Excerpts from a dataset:
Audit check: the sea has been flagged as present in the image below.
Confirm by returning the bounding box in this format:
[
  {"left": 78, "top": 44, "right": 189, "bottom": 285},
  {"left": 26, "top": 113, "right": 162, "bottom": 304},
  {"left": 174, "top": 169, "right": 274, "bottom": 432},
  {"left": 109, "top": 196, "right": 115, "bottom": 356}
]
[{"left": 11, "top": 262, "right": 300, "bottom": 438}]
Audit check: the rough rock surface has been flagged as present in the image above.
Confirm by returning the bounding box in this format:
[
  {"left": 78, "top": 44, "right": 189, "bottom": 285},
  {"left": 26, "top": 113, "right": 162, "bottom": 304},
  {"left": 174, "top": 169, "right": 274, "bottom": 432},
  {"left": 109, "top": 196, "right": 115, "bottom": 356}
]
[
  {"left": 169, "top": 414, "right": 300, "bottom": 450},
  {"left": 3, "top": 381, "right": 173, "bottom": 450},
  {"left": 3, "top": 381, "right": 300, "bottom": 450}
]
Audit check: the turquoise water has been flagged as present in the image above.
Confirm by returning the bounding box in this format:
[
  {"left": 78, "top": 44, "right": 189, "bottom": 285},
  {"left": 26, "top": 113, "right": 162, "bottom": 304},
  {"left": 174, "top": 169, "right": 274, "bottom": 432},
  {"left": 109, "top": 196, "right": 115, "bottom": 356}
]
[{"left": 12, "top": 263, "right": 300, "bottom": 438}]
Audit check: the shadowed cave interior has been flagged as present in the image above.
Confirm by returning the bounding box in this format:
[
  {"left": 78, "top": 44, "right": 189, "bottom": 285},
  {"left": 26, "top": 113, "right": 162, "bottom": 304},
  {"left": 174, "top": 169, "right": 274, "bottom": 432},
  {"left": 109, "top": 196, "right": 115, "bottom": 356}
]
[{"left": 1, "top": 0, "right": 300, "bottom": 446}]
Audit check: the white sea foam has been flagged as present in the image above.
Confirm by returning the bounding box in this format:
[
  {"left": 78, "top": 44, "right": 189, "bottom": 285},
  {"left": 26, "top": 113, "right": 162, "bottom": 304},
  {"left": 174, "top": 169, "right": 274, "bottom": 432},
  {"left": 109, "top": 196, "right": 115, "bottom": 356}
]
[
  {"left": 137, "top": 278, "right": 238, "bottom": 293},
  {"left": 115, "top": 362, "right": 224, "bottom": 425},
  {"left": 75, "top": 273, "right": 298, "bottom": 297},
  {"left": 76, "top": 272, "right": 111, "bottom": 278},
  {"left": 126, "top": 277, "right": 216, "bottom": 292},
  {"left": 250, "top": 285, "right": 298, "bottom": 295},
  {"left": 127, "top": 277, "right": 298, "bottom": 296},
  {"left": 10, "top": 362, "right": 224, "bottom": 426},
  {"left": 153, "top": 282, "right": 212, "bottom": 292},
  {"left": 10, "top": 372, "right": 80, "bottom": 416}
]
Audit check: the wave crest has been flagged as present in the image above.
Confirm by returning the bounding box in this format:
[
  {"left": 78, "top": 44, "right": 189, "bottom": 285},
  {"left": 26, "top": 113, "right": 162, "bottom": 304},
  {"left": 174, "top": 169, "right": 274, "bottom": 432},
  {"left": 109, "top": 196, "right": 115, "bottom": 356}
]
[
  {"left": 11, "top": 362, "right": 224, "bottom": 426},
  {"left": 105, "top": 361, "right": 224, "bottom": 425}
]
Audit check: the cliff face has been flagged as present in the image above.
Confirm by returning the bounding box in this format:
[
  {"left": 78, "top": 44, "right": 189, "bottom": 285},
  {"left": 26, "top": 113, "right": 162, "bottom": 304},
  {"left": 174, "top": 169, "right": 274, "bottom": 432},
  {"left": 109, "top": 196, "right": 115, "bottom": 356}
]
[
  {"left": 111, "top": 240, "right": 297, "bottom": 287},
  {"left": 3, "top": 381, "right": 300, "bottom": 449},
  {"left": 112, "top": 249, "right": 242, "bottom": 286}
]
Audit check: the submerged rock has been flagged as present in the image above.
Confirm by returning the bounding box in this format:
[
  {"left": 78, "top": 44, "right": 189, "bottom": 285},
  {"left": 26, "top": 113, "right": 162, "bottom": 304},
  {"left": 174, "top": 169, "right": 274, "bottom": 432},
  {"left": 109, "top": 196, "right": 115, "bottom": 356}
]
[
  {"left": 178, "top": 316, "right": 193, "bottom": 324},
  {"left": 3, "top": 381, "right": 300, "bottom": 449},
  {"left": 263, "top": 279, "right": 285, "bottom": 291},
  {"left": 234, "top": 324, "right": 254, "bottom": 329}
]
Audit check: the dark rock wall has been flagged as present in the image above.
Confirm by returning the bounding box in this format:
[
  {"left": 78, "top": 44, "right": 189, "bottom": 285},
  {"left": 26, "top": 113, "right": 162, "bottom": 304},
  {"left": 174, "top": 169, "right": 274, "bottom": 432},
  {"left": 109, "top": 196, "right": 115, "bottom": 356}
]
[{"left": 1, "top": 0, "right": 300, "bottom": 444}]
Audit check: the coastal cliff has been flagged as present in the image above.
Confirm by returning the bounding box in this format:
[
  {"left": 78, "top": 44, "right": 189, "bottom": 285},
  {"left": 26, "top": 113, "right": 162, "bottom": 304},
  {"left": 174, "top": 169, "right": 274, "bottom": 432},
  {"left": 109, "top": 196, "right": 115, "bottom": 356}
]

WORK ORDER
Whenever a line in the data holds "cliff", copy that line.

OUTPUT BELOW
Audit check: the cliff face has been flagged as present in the image above.
Audit check: the coastal cliff has been flagged as present in the image above.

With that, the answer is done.